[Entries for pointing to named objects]
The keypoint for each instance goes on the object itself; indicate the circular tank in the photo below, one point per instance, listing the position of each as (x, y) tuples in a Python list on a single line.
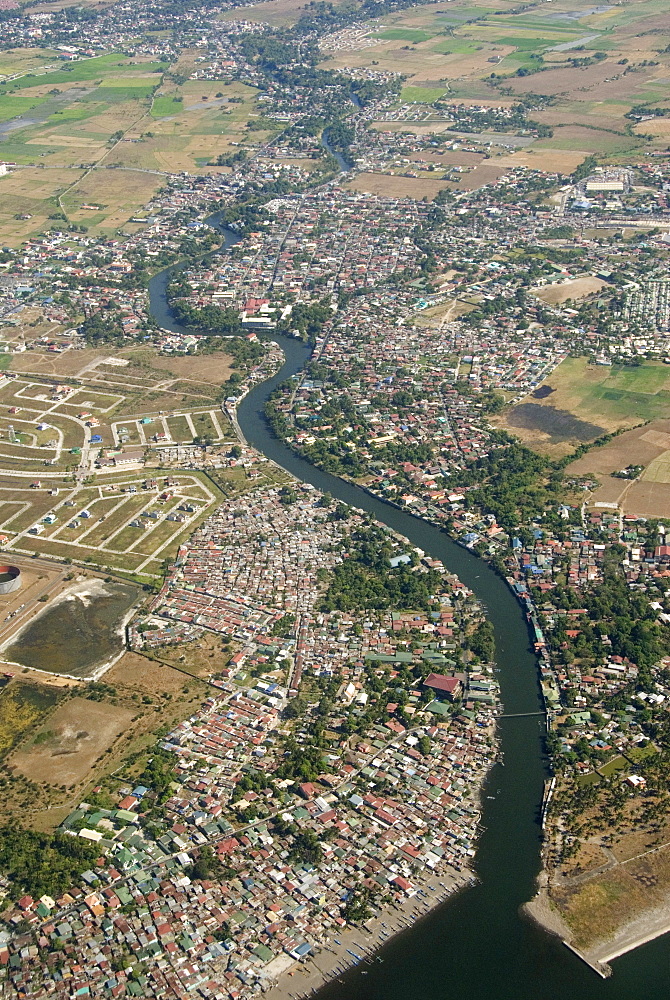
[(10, 579)]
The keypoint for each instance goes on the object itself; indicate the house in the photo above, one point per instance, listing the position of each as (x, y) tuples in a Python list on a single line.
[(449, 686)]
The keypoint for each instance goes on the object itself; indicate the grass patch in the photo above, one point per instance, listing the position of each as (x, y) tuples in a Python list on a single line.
[(422, 95), (405, 34), (164, 106)]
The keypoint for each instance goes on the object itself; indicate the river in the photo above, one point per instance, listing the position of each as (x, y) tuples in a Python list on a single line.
[(476, 946)]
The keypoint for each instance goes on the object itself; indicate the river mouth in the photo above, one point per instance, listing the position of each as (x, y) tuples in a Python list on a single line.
[(80, 634), (479, 944)]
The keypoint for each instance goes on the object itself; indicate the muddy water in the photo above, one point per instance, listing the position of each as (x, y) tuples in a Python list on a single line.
[(79, 633)]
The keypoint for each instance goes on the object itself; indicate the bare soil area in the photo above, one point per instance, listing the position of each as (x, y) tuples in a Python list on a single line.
[(392, 186), (68, 745), (577, 288)]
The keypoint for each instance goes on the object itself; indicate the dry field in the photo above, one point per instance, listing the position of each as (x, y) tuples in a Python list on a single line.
[(136, 673), (120, 193), (649, 446), (392, 186), (275, 12), (72, 740), (640, 446), (210, 369), (588, 400), (577, 288)]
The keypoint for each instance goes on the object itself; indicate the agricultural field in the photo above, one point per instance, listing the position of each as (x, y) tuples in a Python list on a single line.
[(574, 289), (98, 124), (647, 446), (589, 400), (60, 744), (457, 52)]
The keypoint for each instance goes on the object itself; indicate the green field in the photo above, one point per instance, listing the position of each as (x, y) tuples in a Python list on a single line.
[(610, 397), (166, 106), (422, 95), (87, 69), (406, 34)]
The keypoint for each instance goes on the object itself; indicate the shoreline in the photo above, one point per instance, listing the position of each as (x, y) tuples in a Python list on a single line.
[(640, 930), (358, 944)]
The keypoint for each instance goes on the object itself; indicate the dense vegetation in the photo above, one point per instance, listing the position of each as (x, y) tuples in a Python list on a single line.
[(366, 580), (43, 863)]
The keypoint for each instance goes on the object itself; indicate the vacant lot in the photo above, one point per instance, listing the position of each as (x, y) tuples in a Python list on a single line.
[(606, 397), (393, 186), (65, 749), (575, 289)]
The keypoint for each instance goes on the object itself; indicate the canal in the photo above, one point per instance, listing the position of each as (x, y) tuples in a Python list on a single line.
[(476, 945)]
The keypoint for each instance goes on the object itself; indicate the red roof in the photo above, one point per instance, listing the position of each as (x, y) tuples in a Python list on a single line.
[(441, 683)]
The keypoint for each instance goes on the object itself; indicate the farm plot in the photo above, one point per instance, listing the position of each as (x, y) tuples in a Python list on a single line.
[(605, 398)]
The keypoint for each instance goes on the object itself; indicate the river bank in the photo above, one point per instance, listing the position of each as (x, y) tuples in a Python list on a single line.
[(634, 933), (359, 946)]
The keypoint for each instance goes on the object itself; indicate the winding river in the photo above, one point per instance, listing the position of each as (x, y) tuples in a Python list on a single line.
[(476, 946)]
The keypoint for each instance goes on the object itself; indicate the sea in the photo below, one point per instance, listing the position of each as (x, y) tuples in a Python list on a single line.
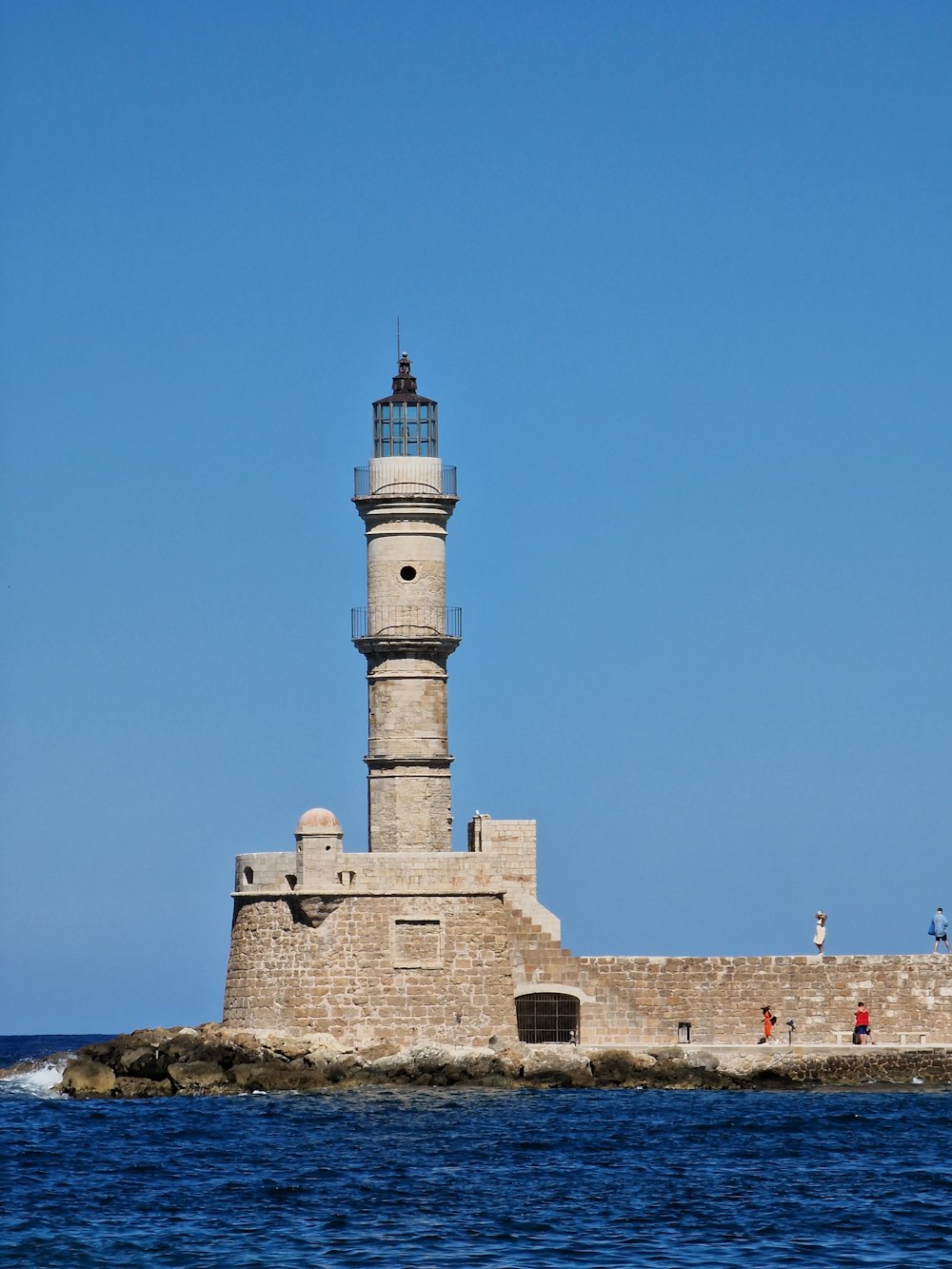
[(471, 1178)]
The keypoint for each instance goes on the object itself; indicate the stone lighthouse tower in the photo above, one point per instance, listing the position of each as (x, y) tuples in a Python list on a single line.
[(406, 498)]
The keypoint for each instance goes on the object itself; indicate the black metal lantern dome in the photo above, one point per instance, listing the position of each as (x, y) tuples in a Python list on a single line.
[(406, 423)]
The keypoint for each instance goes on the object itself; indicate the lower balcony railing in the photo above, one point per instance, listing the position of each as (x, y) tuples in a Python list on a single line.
[(403, 622), (406, 476)]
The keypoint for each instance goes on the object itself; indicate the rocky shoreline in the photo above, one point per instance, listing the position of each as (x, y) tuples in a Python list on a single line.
[(212, 1060)]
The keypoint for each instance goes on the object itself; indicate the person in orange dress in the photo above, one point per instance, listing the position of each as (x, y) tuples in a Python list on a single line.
[(863, 1023)]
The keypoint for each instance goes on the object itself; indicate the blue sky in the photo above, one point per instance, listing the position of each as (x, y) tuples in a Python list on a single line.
[(678, 275)]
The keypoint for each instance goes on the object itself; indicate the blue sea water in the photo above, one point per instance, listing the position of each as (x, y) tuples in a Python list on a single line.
[(474, 1178)]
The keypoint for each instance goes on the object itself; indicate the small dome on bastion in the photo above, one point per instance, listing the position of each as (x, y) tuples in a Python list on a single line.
[(318, 820)]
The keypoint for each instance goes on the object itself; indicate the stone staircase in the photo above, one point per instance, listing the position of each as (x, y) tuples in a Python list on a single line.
[(537, 957)]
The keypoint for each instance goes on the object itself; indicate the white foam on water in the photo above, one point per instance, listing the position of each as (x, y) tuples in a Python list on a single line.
[(38, 1081)]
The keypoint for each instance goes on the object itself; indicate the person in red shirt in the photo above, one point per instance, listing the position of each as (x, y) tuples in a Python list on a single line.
[(863, 1023)]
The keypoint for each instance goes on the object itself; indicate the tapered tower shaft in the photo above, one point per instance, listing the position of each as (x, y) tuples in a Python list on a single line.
[(406, 498)]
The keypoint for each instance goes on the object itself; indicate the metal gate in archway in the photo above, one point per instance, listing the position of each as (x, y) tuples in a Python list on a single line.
[(547, 1018)]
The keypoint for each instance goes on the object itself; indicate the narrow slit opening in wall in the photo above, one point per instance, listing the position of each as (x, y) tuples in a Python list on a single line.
[(418, 943)]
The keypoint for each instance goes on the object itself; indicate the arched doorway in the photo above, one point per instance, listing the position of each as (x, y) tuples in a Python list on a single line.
[(547, 1018)]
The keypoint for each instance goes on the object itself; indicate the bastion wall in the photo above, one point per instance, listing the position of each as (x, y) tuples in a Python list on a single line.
[(437, 945), (369, 968)]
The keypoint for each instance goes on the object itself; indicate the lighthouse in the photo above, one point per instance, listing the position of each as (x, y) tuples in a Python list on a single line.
[(406, 496)]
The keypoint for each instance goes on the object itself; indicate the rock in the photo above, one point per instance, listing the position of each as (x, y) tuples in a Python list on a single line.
[(276, 1078), (617, 1066), (84, 1078), (144, 1062), (196, 1077), (129, 1086), (556, 1066)]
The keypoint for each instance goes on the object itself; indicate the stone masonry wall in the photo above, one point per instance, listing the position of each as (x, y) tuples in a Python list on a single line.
[(369, 968), (644, 999)]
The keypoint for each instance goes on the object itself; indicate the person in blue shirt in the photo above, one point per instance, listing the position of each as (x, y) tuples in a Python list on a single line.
[(940, 928)]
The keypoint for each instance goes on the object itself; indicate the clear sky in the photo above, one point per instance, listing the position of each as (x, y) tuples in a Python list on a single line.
[(680, 277)]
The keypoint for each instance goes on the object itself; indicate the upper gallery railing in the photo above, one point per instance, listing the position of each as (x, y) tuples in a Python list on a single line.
[(406, 622), (409, 477)]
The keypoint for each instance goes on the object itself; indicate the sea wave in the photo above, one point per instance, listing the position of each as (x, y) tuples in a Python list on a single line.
[(34, 1079)]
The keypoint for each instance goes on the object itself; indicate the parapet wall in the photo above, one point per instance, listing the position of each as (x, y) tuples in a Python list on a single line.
[(643, 1001)]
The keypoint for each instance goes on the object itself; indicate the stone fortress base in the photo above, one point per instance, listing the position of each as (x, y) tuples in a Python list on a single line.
[(453, 948)]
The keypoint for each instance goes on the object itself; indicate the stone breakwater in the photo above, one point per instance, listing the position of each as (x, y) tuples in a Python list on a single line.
[(212, 1060)]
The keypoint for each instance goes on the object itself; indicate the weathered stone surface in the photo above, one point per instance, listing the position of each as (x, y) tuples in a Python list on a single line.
[(556, 1066), (617, 1066), (276, 1078), (129, 1086), (196, 1077), (83, 1078), (494, 1066), (144, 1061)]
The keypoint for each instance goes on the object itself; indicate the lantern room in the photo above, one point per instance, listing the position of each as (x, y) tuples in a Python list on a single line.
[(406, 423)]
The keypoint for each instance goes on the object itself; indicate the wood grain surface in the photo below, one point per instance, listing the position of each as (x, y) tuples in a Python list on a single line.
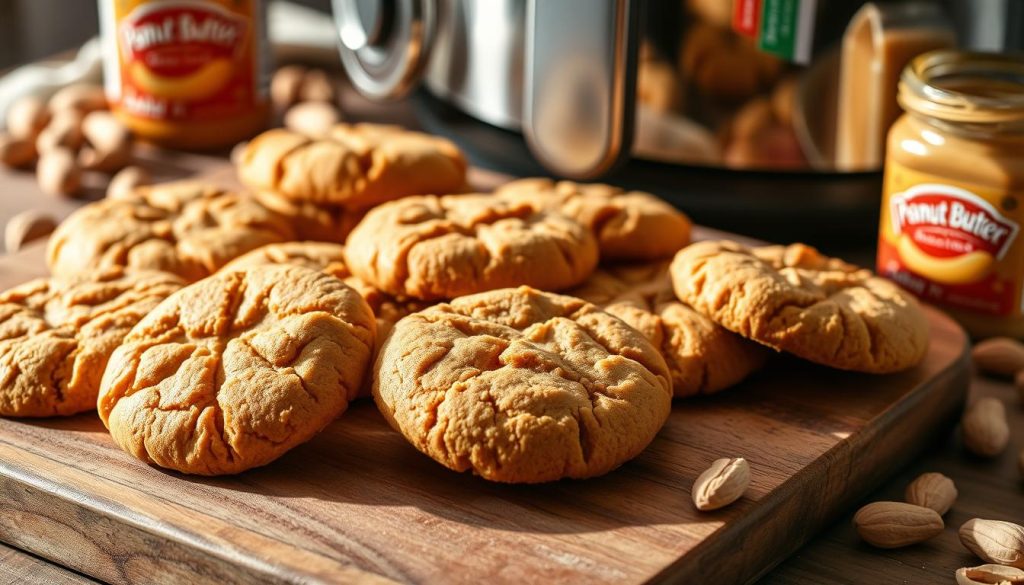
[(357, 503)]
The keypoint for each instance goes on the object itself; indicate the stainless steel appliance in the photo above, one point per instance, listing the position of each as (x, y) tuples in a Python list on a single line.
[(732, 110)]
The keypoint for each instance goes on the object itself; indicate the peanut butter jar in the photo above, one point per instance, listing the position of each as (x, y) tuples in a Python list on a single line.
[(189, 74), (953, 184)]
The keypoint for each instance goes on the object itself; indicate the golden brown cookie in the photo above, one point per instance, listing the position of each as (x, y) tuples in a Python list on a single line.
[(442, 247), (231, 372), (522, 386), (355, 165), (311, 221), (323, 256), (702, 357), (186, 228), (56, 335), (797, 300), (629, 225)]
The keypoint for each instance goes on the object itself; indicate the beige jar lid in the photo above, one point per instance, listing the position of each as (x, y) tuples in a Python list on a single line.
[(967, 88)]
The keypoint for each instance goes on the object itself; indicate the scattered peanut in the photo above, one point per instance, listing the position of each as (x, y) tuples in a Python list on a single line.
[(16, 152), (985, 429), (722, 484), (933, 491), (109, 142), (126, 180), (999, 356), (285, 86), (27, 117), (892, 525), (317, 86), (994, 541), (989, 575), (83, 97), (57, 171), (311, 118), (65, 130), (27, 226)]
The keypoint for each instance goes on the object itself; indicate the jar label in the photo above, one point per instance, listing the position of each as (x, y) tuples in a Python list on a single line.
[(186, 59), (950, 244)]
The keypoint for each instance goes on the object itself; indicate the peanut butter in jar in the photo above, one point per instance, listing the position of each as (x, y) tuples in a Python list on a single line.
[(188, 74), (953, 192)]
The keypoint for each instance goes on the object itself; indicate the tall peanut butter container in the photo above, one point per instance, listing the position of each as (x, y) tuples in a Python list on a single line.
[(188, 74), (953, 190)]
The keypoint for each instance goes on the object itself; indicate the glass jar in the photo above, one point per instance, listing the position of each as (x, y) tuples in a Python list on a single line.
[(953, 184), (189, 74)]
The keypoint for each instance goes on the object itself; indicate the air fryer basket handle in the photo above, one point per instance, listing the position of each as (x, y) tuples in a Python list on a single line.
[(580, 89)]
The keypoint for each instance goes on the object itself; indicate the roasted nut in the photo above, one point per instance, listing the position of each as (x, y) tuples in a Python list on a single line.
[(16, 153), (109, 142), (65, 130), (994, 541), (311, 118), (933, 491), (57, 172), (989, 575), (285, 86), (83, 97), (27, 226), (27, 117), (892, 525), (985, 429), (998, 356), (126, 180), (722, 484), (317, 86)]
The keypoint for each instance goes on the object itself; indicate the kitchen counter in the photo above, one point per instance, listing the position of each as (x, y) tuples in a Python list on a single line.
[(990, 489)]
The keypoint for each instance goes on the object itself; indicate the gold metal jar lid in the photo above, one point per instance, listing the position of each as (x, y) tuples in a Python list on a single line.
[(985, 90)]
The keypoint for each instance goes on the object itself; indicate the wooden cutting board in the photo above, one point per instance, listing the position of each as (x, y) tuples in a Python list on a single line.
[(358, 504)]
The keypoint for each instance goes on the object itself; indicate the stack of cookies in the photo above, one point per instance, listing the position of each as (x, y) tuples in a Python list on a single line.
[(531, 334)]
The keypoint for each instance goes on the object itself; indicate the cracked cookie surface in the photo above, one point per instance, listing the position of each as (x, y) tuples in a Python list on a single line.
[(330, 258), (311, 221), (522, 386), (442, 247), (187, 228), (57, 334), (797, 300), (628, 224), (702, 357), (322, 256), (232, 371), (358, 165)]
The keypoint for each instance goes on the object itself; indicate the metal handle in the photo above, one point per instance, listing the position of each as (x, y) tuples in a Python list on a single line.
[(385, 44), (580, 83)]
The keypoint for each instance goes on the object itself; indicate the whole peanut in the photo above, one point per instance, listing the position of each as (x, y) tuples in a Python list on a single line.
[(57, 172), (16, 153), (65, 130), (27, 117), (109, 142)]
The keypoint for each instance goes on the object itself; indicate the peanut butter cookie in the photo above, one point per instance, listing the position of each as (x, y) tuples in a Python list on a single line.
[(231, 372), (356, 165), (323, 256), (56, 335), (186, 228), (522, 386), (702, 357), (631, 225), (797, 300), (311, 221), (442, 247)]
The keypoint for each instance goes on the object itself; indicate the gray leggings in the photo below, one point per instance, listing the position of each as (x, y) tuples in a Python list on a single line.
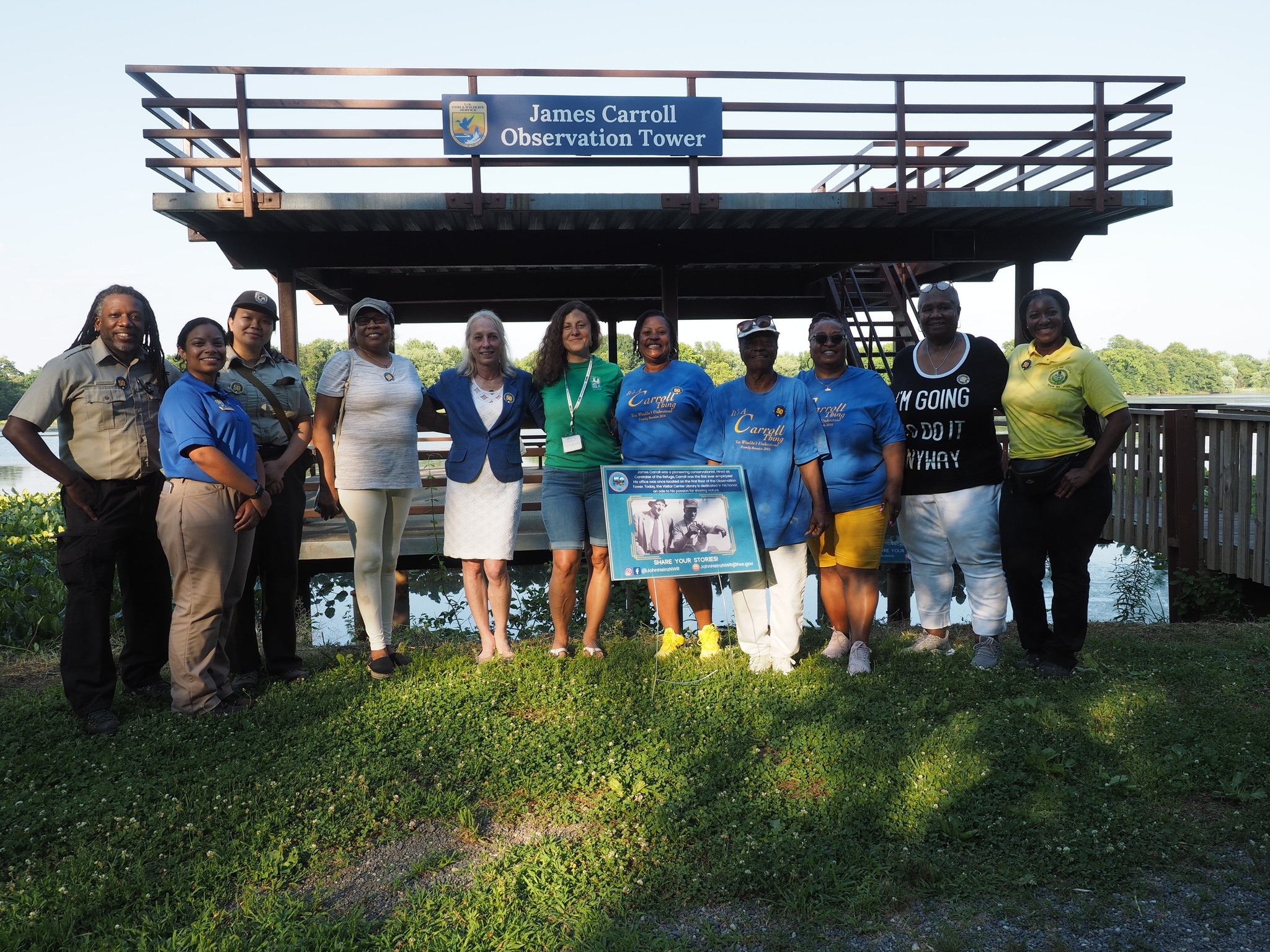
[(376, 519)]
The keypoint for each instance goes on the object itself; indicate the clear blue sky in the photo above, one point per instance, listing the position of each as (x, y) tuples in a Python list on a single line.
[(76, 206)]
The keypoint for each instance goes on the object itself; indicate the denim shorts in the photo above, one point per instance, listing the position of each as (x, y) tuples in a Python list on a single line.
[(573, 508)]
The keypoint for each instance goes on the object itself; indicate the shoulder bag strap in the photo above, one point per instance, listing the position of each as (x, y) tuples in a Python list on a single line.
[(271, 397)]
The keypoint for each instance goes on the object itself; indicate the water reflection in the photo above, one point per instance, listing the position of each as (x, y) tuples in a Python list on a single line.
[(435, 599)]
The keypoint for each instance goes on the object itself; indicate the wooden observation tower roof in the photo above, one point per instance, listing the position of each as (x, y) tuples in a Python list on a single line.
[(821, 175)]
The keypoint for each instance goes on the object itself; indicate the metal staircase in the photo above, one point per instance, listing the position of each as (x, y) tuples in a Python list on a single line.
[(876, 304)]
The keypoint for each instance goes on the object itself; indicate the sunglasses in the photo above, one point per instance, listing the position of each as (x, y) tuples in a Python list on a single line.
[(758, 323)]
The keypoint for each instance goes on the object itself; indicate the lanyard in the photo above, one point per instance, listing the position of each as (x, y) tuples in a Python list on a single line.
[(568, 397)]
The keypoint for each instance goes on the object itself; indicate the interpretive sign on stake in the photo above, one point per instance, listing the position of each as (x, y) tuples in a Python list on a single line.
[(678, 521), (527, 125)]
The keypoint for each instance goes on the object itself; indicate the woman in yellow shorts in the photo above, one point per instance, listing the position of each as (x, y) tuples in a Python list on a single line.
[(864, 478)]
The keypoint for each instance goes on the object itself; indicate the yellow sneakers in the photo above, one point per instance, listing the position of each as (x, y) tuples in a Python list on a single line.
[(709, 638), (670, 643)]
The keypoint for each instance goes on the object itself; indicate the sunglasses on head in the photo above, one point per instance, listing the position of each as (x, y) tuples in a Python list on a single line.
[(758, 323)]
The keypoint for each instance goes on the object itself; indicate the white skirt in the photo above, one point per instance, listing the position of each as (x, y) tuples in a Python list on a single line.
[(482, 517)]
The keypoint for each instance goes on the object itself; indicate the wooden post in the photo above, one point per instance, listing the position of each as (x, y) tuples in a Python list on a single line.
[(288, 339), (671, 296), (898, 594), (244, 152), (1025, 280), (901, 151), (1183, 513)]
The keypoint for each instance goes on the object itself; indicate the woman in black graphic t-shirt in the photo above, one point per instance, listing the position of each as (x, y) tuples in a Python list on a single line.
[(948, 389)]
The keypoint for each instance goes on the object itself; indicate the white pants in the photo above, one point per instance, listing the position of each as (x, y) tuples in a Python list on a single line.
[(376, 519), (783, 582), (959, 526)]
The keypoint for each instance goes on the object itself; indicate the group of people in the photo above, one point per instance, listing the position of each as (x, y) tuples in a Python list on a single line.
[(197, 478)]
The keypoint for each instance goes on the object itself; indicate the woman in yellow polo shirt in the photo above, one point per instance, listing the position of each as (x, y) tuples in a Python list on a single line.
[(1059, 494)]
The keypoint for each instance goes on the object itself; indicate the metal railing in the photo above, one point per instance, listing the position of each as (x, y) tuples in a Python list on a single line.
[(917, 144)]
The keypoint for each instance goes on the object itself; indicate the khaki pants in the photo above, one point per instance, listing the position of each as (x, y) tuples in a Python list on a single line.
[(769, 603), (208, 565)]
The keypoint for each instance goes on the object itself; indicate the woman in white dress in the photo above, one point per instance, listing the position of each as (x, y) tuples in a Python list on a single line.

| What to produce |
Render everything from the start of the records down to the line containing "[(449, 686)]" as a numbered list, skipping blank lines and leaving the pictures out.

| Output below |
1. The keypoint for each instance goes on the object itself; indicate the circular tank in the photo below, one point per instance, listing the position of each as (x, y) tuples in a Python list on a single line.
2. [(10, 579)]
3. The keypoint for each instance goes on the object itself; indicate the house in the photo above, one point per instance, listing the position of each as (x, y) tuples in a Python list on a single line.
4. [(449, 686)]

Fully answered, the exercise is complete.